→ **Problem to solve**:
Return each line of the following entries verbatim, leaving out the pictures.

→ **Records provided**:
— begin —

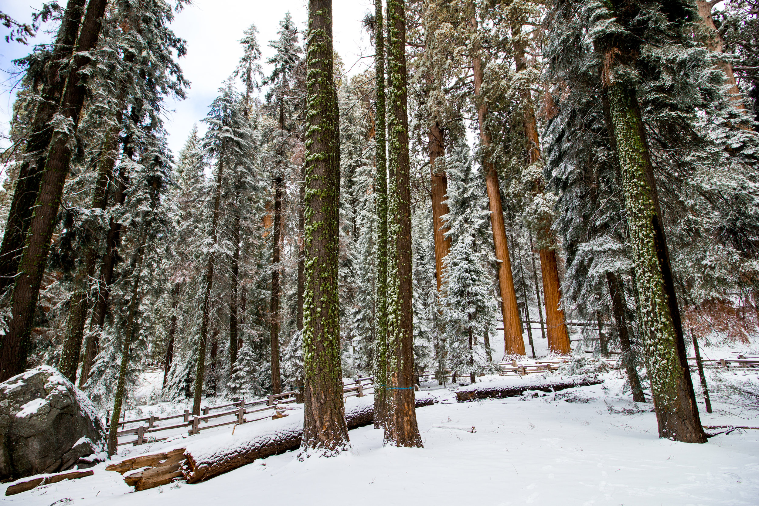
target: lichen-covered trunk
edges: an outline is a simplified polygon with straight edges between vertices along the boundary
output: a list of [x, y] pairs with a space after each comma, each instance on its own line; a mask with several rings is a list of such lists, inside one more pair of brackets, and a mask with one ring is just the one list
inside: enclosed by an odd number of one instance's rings
[[282, 178], [274, 180], [274, 241], [272, 255], [272, 303], [269, 308], [271, 320], [271, 366], [272, 393], [281, 394], [282, 379], [279, 375], [279, 239], [282, 237]]
[[24, 156], [18, 169], [5, 233], [0, 246], [0, 294], [13, 284], [18, 272], [18, 262], [21, 259], [21, 252], [34, 211], [34, 202], [39, 191], [39, 183], [52, 140], [54, 128], [51, 120], [58, 112], [65, 91], [66, 73], [61, 71], [61, 66], [74, 50], [84, 14], [85, 3], [86, 0], [68, 1], [61, 18], [61, 26], [49, 62], [41, 76], [39, 102], [26, 134], [27, 140]]
[[374, 190], [377, 206], [376, 331], [374, 333], [374, 427], [383, 427], [387, 414], [387, 155], [385, 108], [385, 28], [382, 0], [374, 0], [375, 87], [376, 90]]
[[435, 243], [435, 273], [437, 279], [437, 290], [442, 284], [442, 261], [451, 250], [451, 237], [446, 237], [448, 225], [442, 221], [442, 216], [448, 214], [448, 178], [444, 171], [435, 169], [435, 160], [446, 154], [446, 145], [442, 138], [442, 130], [437, 123], [430, 127], [430, 182], [432, 193], [433, 237]]
[[633, 354], [630, 343], [630, 331], [625, 322], [625, 300], [622, 298], [621, 283], [613, 272], [606, 273], [606, 284], [609, 286], [609, 294], [612, 300], [612, 316], [614, 325], [619, 335], [619, 345], [622, 347], [622, 360], [627, 371], [628, 381], [630, 382], [630, 389], [632, 390], [632, 400], [635, 402], [645, 402], [640, 376], [635, 368], [635, 357]]
[[87, 51], [93, 48], [100, 33], [101, 20], [106, 0], [90, 0], [85, 14], [81, 35], [77, 42], [71, 75], [58, 112], [70, 121], [68, 131], [53, 134], [50, 150], [39, 185], [34, 213], [29, 225], [26, 248], [19, 263], [20, 274], [13, 288], [13, 319], [0, 348], [0, 381], [24, 372], [31, 347], [34, 313], [39, 298], [39, 286], [47, 266], [47, 256], [61, 204], [63, 185], [69, 172], [72, 155], [71, 136], [75, 134], [79, 115], [84, 103], [86, 88], [79, 71], [90, 63]]
[[[225, 149], [222, 145], [222, 152]], [[211, 219], [211, 247], [216, 245], [219, 239], [219, 209], [222, 200], [222, 181], [224, 179], [224, 162], [219, 161], [216, 171], [216, 196], [213, 200], [213, 216]], [[211, 322], [211, 290], [213, 288], [213, 274], [216, 268], [216, 256], [212, 249], [206, 264], [205, 280], [203, 291], [203, 309], [200, 319], [200, 340], [198, 343], [197, 368], [195, 370], [195, 392], [193, 399], [192, 413], [200, 414], [200, 398], [203, 396], [203, 380], [206, 376], [206, 344], [208, 340], [208, 329]]]
[[[113, 169], [112, 152], [118, 131], [112, 127], [106, 134], [102, 146], [102, 154], [98, 164], [98, 178], [93, 190], [90, 209], [93, 212], [106, 210], [106, 191]], [[79, 357], [82, 353], [84, 338], [84, 324], [90, 309], [90, 280], [95, 275], [97, 263], [97, 250], [101, 237], [97, 234], [86, 232], [83, 262], [74, 278], [75, 290], [69, 298], [68, 319], [66, 325], [66, 338], [61, 354], [58, 370], [72, 383], [76, 383]], [[89, 369], [87, 371], [89, 372]], [[85, 379], [85, 381], [87, 381]]]
[[137, 250], [132, 262], [132, 273], [134, 278], [132, 281], [131, 300], [129, 301], [129, 310], [127, 313], [126, 328], [124, 330], [124, 345], [121, 347], [121, 364], [118, 369], [118, 382], [116, 384], [116, 393], [114, 395], [113, 413], [111, 415], [111, 426], [108, 433], [108, 454], [113, 455], [118, 449], [118, 416], [121, 413], [121, 404], [124, 402], [124, 388], [127, 380], [127, 367], [129, 365], [130, 346], [132, 341], [132, 330], [134, 328], [134, 316], [138, 307], [137, 294], [140, 290], [140, 275], [142, 271], [143, 259], [145, 257], [145, 241], [147, 235], [143, 233], [140, 237]]
[[406, 14], [403, 0], [388, 0], [387, 395], [385, 444], [422, 447], [414, 405], [411, 163], [406, 104]]
[[706, 442], [688, 366], [656, 181], [635, 90], [622, 83], [612, 83], [608, 97], [610, 130], [630, 228], [641, 338], [659, 435], [683, 442]]
[[[477, 20], [472, 18], [472, 26], [477, 27]], [[475, 52], [477, 55], [477, 52]], [[480, 126], [480, 140], [487, 148], [490, 145], [490, 134], [487, 130], [487, 104], [482, 99], [482, 83], [485, 69], [479, 55], [472, 58], [474, 74], [474, 95], [480, 103], [477, 106], [477, 121]], [[493, 228], [493, 244], [498, 261], [498, 286], [501, 294], [501, 313], [503, 316], [503, 341], [507, 355], [524, 355], [524, 340], [522, 338], [521, 320], [517, 305], [517, 294], [514, 288], [512, 261], [509, 256], [509, 244], [506, 241], [506, 227], [503, 221], [503, 206], [501, 204], [501, 190], [496, 167], [486, 154], [483, 163], [485, 169], [485, 186], [490, 207], [490, 225]]]
[[334, 455], [350, 448], [340, 354], [340, 130], [332, 20], [332, 0], [309, 0], [303, 318], [306, 382], [301, 458], [311, 453]]
[[[237, 196], [236, 203], [239, 202], [240, 196]], [[231, 288], [229, 291], [229, 377], [235, 372], [235, 363], [237, 362], [238, 352], [238, 294], [240, 286], [240, 225], [239, 211], [235, 215], [235, 223], [232, 225], [232, 241], [235, 243], [235, 253], [232, 253], [232, 262], [230, 266], [229, 283]]]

— end —

→ **Full solution**:
target: lichen-covered trunk
edges: an outline is a simplified polygon with straight edges between vertices along the boundary
output: a list of [x, y] pairs with a space after each comma, each instance on its own line; a mask with several rings is a list of such lists, inside one more pair of brackets, and a mask with one ring is just the one list
inside: enclosed by an odd number of one instance's rings
[[282, 178], [274, 180], [274, 241], [272, 255], [272, 303], [269, 308], [271, 320], [271, 366], [272, 393], [281, 394], [282, 379], [279, 375], [279, 239], [282, 237]]
[[24, 156], [18, 169], [5, 233], [0, 246], [0, 294], [13, 284], [18, 272], [18, 262], [21, 259], [21, 252], [34, 211], [34, 202], [39, 191], [39, 183], [52, 140], [54, 128], [51, 120], [58, 112], [65, 91], [66, 73], [61, 71], [61, 66], [74, 50], [84, 14], [85, 3], [86, 0], [68, 1], [61, 18], [61, 26], [49, 62], [41, 76], [39, 102], [26, 134], [27, 140]]
[[374, 190], [377, 206], [376, 331], [374, 333], [374, 427], [383, 427], [387, 414], [387, 155], [385, 108], [385, 28], [382, 0], [374, 0], [375, 87], [376, 90]]
[[435, 243], [435, 273], [437, 279], [437, 290], [442, 284], [442, 261], [451, 250], [451, 237], [446, 237], [448, 225], [442, 221], [442, 216], [448, 214], [448, 178], [444, 171], [435, 169], [435, 160], [446, 154], [446, 145], [442, 138], [442, 130], [437, 123], [430, 127], [430, 182], [432, 193], [433, 237]]
[[633, 354], [630, 343], [630, 331], [625, 322], [625, 300], [622, 298], [621, 283], [613, 272], [606, 273], [606, 284], [609, 286], [609, 294], [612, 300], [612, 316], [614, 325], [619, 335], [619, 345], [622, 347], [622, 360], [627, 371], [628, 381], [630, 382], [630, 389], [632, 390], [632, 400], [635, 402], [645, 402], [640, 376], [635, 368], [635, 357]]
[[87, 51], [93, 48], [100, 33], [101, 20], [106, 0], [90, 0], [85, 14], [81, 35], [77, 42], [71, 75], [58, 112], [70, 121], [68, 131], [53, 134], [50, 150], [39, 185], [34, 213], [29, 225], [26, 248], [19, 263], [20, 274], [13, 288], [13, 319], [0, 348], [0, 381], [24, 372], [31, 347], [34, 313], [39, 298], [39, 286], [47, 266], [47, 256], [61, 204], [63, 185], [69, 172], [72, 155], [71, 136], [75, 134], [79, 115], [84, 103], [86, 88], [79, 71], [90, 63]]
[[[225, 149], [222, 145], [222, 152]], [[211, 219], [211, 247], [216, 245], [219, 239], [219, 209], [222, 200], [222, 181], [224, 179], [224, 162], [219, 161], [216, 171], [216, 196], [213, 200], [213, 216]], [[211, 322], [211, 290], [213, 288], [213, 274], [216, 268], [216, 256], [212, 249], [206, 264], [205, 280], [203, 291], [203, 309], [200, 319], [200, 340], [198, 343], [197, 368], [195, 370], [195, 392], [193, 399], [192, 413], [200, 414], [200, 398], [203, 396], [203, 380], [206, 376], [206, 344], [208, 340], [208, 329]]]
[[[113, 169], [112, 152], [118, 131], [112, 127], [106, 134], [102, 146], [102, 154], [98, 164], [98, 178], [93, 190], [90, 209], [93, 212], [106, 210], [106, 191]], [[79, 357], [82, 353], [84, 338], [84, 324], [90, 309], [90, 280], [95, 275], [97, 263], [97, 250], [101, 237], [97, 234], [86, 232], [83, 262], [74, 278], [75, 290], [69, 298], [68, 319], [66, 325], [66, 338], [61, 354], [58, 370], [72, 383], [76, 383]], [[89, 369], [87, 371], [89, 372]], [[85, 379], [85, 381], [87, 381]]]
[[137, 250], [132, 262], [132, 273], [134, 278], [132, 281], [131, 300], [129, 301], [129, 310], [127, 313], [126, 328], [124, 330], [124, 345], [121, 347], [121, 364], [118, 369], [118, 382], [116, 384], [116, 393], [114, 395], [113, 413], [111, 415], [111, 426], [108, 433], [108, 454], [113, 455], [118, 449], [118, 416], [121, 413], [121, 404], [124, 402], [124, 388], [127, 380], [127, 367], [129, 365], [130, 346], [132, 341], [132, 330], [134, 328], [134, 316], [138, 307], [137, 294], [140, 290], [140, 275], [142, 271], [143, 259], [145, 257], [145, 241], [147, 235], [143, 233], [140, 237]]
[[406, 14], [403, 0], [388, 0], [387, 395], [385, 444], [422, 447], [414, 405], [411, 163], [406, 104]]
[[706, 442], [688, 366], [656, 181], [635, 90], [622, 83], [612, 83], [608, 97], [610, 130], [630, 228], [641, 338], [659, 435], [683, 442]]
[[[477, 20], [472, 18], [472, 26], [477, 27]], [[475, 52], [477, 55], [477, 52]], [[480, 126], [480, 140], [487, 148], [490, 145], [490, 134], [487, 130], [487, 104], [482, 99], [482, 83], [485, 69], [479, 55], [472, 58], [474, 74], [474, 95], [480, 103], [477, 106], [477, 121]], [[493, 228], [493, 244], [498, 261], [498, 286], [501, 294], [501, 313], [503, 316], [503, 341], [507, 355], [524, 355], [524, 340], [522, 338], [521, 320], [517, 305], [517, 294], [514, 288], [512, 261], [509, 256], [509, 244], [506, 241], [506, 227], [503, 221], [503, 206], [501, 204], [501, 190], [496, 167], [486, 154], [483, 163], [485, 169], [485, 186], [490, 207], [490, 225]]]
[[334, 455], [350, 448], [340, 354], [340, 130], [332, 20], [332, 0], [309, 0], [303, 318], [306, 382], [301, 458], [311, 453]]
[[[237, 196], [236, 203], [239, 202], [240, 196]], [[231, 288], [229, 291], [229, 377], [235, 372], [235, 363], [237, 362], [238, 352], [238, 294], [240, 286], [240, 225], [239, 211], [235, 215], [235, 223], [232, 225], [232, 241], [235, 243], [235, 253], [232, 253], [232, 262], [230, 266], [229, 283]]]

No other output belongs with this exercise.